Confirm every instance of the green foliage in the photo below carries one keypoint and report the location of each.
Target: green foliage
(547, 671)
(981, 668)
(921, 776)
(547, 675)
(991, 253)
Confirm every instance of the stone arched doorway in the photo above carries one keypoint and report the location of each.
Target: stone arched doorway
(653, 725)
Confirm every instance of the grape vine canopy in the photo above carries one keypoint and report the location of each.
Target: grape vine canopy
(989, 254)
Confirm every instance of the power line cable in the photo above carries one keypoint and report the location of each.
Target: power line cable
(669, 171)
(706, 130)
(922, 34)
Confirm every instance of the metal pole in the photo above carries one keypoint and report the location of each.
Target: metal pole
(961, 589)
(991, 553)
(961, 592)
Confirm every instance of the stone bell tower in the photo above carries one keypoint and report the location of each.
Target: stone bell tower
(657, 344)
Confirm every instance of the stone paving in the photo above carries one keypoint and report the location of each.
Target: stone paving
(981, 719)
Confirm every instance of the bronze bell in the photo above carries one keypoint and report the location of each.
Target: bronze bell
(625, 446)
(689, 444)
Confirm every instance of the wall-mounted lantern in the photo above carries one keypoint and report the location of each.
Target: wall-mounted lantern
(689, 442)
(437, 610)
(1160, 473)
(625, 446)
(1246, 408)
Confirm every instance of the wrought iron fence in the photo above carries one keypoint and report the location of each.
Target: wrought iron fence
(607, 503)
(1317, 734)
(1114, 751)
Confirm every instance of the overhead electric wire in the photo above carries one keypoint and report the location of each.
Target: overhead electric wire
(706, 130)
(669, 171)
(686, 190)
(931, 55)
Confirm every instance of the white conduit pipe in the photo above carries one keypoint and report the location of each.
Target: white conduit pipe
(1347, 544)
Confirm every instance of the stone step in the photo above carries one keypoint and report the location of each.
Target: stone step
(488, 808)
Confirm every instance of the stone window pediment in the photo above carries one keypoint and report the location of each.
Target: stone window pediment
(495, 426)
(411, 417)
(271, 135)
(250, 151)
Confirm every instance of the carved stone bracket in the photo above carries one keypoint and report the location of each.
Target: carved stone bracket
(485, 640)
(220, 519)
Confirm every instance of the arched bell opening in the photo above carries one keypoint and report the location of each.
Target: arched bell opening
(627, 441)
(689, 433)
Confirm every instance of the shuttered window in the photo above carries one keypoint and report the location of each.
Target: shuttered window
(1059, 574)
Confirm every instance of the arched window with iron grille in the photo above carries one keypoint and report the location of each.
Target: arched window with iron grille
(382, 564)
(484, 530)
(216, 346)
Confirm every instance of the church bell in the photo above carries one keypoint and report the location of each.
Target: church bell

==========

▶ [WRITTEN EXERCISE]: Reproduce the material above in full, line for line, without any alteration.

▶ [PROBLEM SOLUTION]:
Confirm every instance of the green foliage in the photo below carries one keypoint and report the location of each.
Target: green foliage
(547, 671)
(981, 668)
(921, 776)
(547, 675)
(991, 253)
Confirm every instance of the stone arched doorway in the photo above carries one keypoint and report the location of each.
Target: stone arched doorway
(653, 725)
Confirm every instance of the grape vine canopy in the photo above carries one keypoint and report the location of each.
Target: grape vine canopy
(989, 254)
Confirm every instance of the power line cable in the photo above carries one keypoint and report the location of each.
Target: power line cable
(669, 171)
(706, 130)
(922, 34)
Confirm every instance of the metal pole in the photo above carries one keypoint and report the location of each.
Target: metal pole
(961, 589)
(991, 553)
(961, 592)
Confirm every instance of the stone bell tower in the photo above carries one keypoint and report the location of each.
Target: stone bell tower
(657, 344)
Confirm every instance of the stone paving in the photo above carries one keypoint and report the location of each.
Target: stone paving
(981, 719)
Confirm every instance of the bronze bell in the photo above carries one keypoint and report the location of each.
Target: bronze bell
(625, 446)
(689, 444)
Confirm every instance of the wall-mounted lantern in the photo above carries one keypoint and report the location of each.
Target: wall-mounted lantern
(689, 442)
(437, 610)
(1160, 473)
(625, 446)
(1246, 408)
Confirm every instance of the wrought iron fence in the photo above carries one keypoint and report the location of each.
Target: wrought iron fence
(607, 503)
(1317, 734)
(1114, 751)
Confirm every instance of the overhead electric wire in the photo above carries one keypoint and report the location of each.
Target: overhead electric wire
(706, 130)
(669, 171)
(686, 190)
(931, 55)
Confirm every instance of the white conduit pipe in the photo above carries one keypoint and report the location of each.
Target: white conduit pipe
(1347, 544)
Confirm every instance of the stone step in the photo above carries one keypoint and report the location of each.
Target: stone step
(488, 808)
Confirm every instance of the stone window pediment in the photo above carries one keypoint and report the location of each.
Target: stone window pediment
(495, 426)
(411, 417)
(271, 135)
(250, 151)
Confirm every instance of the carved stone bracket in the photo above carries one keypoint and report the location of each.
Target: carved stone bracket
(485, 640)
(220, 519)
Confirm every instance of the arched bell opening in the photo above carries one keypoint and report the location of each.
Target: arched bell opening
(627, 441)
(689, 433)
Confirm every instance of the shuttered window in the photo above carries one keypoint and report the location of each.
Target: shuttered window
(1059, 574)
Confirm every instance of the arched window with iron grille in the photo above carries one keypoint and report the location of each.
Target: arched window with iron grille
(382, 564)
(484, 530)
(216, 346)
Confirm every instance of the church bell in the photo above carries one keypoint and report the location of each.
Target: church bell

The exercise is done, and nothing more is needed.